» Work order 1: From the article on the Leptospira chaperone ClpB, extract the passage starting at "Partial Text" and ending at "is species-specific [5–8].".
» Work order 2: In the article on the Leptospira chaperone ClpB, which non-hydrolysable ATP analogue induces ClpBLi to form hexamers?
» Work order 3: Carry on the article about the Leptospira chaperone ClpB from its last sentence.

» Document section:
-*-

Research Article: Characterization of the molecular chaperone ClpB from the pathogenic spirochaete Leptospira interrogans

Date Published: July 10, 2017

Publisher: Public Library of Science

Author(s): Joanna Krajewska, Anna Modrak-Wójcik, Zbigniew J. Arent, Daniel Więckowski, Michal Zolkiewski, Agnieszka Bzowska, Sabina Kędzierska-Mieszkowska, Jeffrey L. Brodsky.


Leptospira interrogans is a spirochaete responsible for leptospirosis in mammals. The molecular mechanisms of the Leptospira virulence remain mostly unknown. Recently, it has been demonstrated that an AAA+ chaperone ClpB (a member of the Hsp100 family) from L. interrogans (ClpBLi) is not only essential for survival of Leptospira under the thermal and oxidative stresses, but also during infection of a host. The aim of this study was to provide further insight into the role of ClpB in the pathogenic spirochaetes and explore its biochemical properties. We found that a non-hydrolysable ATP analogue, ATPγS, but not AMP-PNP induces the formation of ClpBLi hexamers and stabilizes the associated form of the chaperone. ADP also induces structural changes in ClpBLi and promotes its self-assembly, but does not produce full association into the hexamers. We also demonstrated that ClpBLi exhibits a weak ATPase activity that is stimulated by κ-casein and poly-lysine, and may mediate protein disaggregation independently from the DnaK chaperone system. Unexpectedly, the presence of E. coli DnaK/DnaJ/GrpE did not significantly affect the disaggregation activity of ClpBLi and ClpBLi did not substitute for the ClpBEc function in the clpB-null E. coli strain. This result underscores the species-specificity of the ClpB cooperation with the co-chaperones and is most likely due to a loss of interactions between the ClpBLi middle domain and the E. coli DnaK. We also found that ClpBLi interacts more efficiently with the aggregated G6PDH in the presence of ATPγS rather than ATP. Our results indicate that ClpB’s importance during infection might be due to its role as a molecular chaperone involved in reactivation of protein aggregates.

Partial Text

Bacterial ClpB is a molecular chaperone belonging to the Hsp100 subfamily of AAA+ ATPases (ATPases associated with a variety of cellular activities) that cooperates with the DnaK chaperone system in solubilization and reactivation of aggregated proteins [1–4]. There are a number of observations indicating that the cooperation of ClpB and DnaK in protein disaggregation is species-specific [5–8].

-*-

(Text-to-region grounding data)

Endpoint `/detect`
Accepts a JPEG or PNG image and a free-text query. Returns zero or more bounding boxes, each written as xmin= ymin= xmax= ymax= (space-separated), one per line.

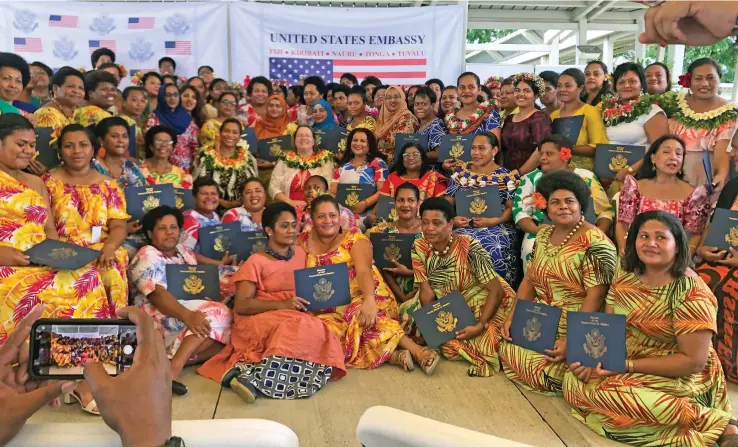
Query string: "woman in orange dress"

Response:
xmin=199 ymin=202 xmax=346 ymax=403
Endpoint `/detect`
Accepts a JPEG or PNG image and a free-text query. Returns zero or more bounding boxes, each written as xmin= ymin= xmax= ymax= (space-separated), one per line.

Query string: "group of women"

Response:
xmin=0 ymin=46 xmax=738 ymax=446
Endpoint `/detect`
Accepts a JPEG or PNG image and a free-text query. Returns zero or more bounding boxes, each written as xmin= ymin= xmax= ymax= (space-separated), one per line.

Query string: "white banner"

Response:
xmin=0 ymin=2 xmax=228 ymax=81
xmin=231 ymin=2 xmax=466 ymax=85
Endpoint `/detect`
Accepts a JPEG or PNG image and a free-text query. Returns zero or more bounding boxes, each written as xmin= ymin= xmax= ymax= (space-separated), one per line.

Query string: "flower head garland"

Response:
xmin=484 ymin=76 xmax=505 ymax=88
xmin=672 ymin=91 xmax=738 ymax=130
xmin=513 ymin=73 xmax=546 ymax=96
xmin=533 ymin=191 xmax=548 ymax=210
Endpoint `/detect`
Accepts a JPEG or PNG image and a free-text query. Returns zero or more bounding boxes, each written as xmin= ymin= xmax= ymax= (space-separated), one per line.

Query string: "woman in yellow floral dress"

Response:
xmin=43 ymin=124 xmax=130 ymax=308
xmin=563 ymin=211 xmax=738 ymax=447
xmin=500 ymin=171 xmax=617 ymax=396
xmin=297 ymin=194 xmax=438 ymax=374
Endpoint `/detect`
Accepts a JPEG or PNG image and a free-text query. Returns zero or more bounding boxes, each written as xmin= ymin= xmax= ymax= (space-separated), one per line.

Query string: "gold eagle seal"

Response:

-*-

» Output 1:
Partial Text

Bacterial ClpB is a molecular chaperone belonging to the Hsp100 subfamily of AAA+ ATPases (ATPases associated with a variety of cellular activities) that cooperates with the DnaK chaperone system in solubilization and reactivation of aggregated proteins [1–4]. There are a number of observations indicating that the cooperation of ClpB and DnaK in protein disaggregation is species-specific [5–8].

» Output 2: ATPγS

» Output 3:
To date, little is known about the structure and biological role of molecular chaperones from Leptospira spp., including ClpB. It has been demonstrated that the L. interrogans ClpB is essential for the pathogen survival under stress conditions and also during infection of the host [18]. Moreover, a recently reported immunoreactivity of ClpBLi with the sera collected from Leptospira-infected animals [24] and the fact that clpBLi is up-regulated in leptospiral cells [18] suggest that the ClpB activity may be important for pathogenicity of Leptospira. In this work, we described the biochemical and structural properties of ClpB from L. interrogans.

Our studies revealed several crucial structural and biochemical properties of the molecular chaperone ClpB from Leptospira, which may support its role in pathogenicity of spirochaetes. We showed that ClpBLi forms hexameric assemblies that are stabilized and interact with protein aggregates in the ATP-bound state. Moreover, ClpBLi exhibits a protein disaggregase activity that may contribute to the survival of L. interrogans under the host-induced proteotoxic stress. Our studies make a novel contribution to the largely uncharacterized biology of Leptospira and suggest that the L. interrogans and E. coli chaperones evolved differently to respond to the different nature of stress that the proteomes of either bacteria can be exposed to.